** START **
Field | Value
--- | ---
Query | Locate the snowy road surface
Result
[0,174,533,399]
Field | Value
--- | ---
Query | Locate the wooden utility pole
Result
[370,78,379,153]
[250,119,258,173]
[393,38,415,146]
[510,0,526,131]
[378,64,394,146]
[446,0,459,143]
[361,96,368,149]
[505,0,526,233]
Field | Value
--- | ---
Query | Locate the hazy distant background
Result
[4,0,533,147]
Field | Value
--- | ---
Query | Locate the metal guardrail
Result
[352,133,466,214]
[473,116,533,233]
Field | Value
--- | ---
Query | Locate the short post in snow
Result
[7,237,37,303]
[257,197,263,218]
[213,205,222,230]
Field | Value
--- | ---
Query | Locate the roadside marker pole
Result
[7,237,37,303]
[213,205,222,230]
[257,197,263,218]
** END **
* [EXERCISE AIM]
Replace "Locate" with "Find" throughout the records above and reproduce them with no other changes.

* [THE REPLY]
Field | Value
--- | ---
Query | Find the snowy road surface
Result
[0,174,533,399]
Field | Value
--- | ---
Query | Find the wooden utility pole
Result
[370,78,379,153]
[250,119,258,173]
[393,38,415,146]
[510,0,526,131]
[378,64,394,146]
[446,0,459,143]
[361,96,368,149]
[505,0,526,233]
Field | Value
--- | ---
Query | Find the hazy distant background
Result
[4,0,533,147]
Field | Value
--- | ---
Query | Find the metal guardrail
Result
[352,133,466,214]
[473,116,533,233]
Field | Value
--- | ---
Query | Find the short post in snow
Result
[7,237,37,303]
[257,197,263,218]
[213,205,222,230]
Field | Value
--- | ---
Query | Find the roadside marker pole
Result
[7,237,37,303]
[213,205,222,230]
[257,197,263,218]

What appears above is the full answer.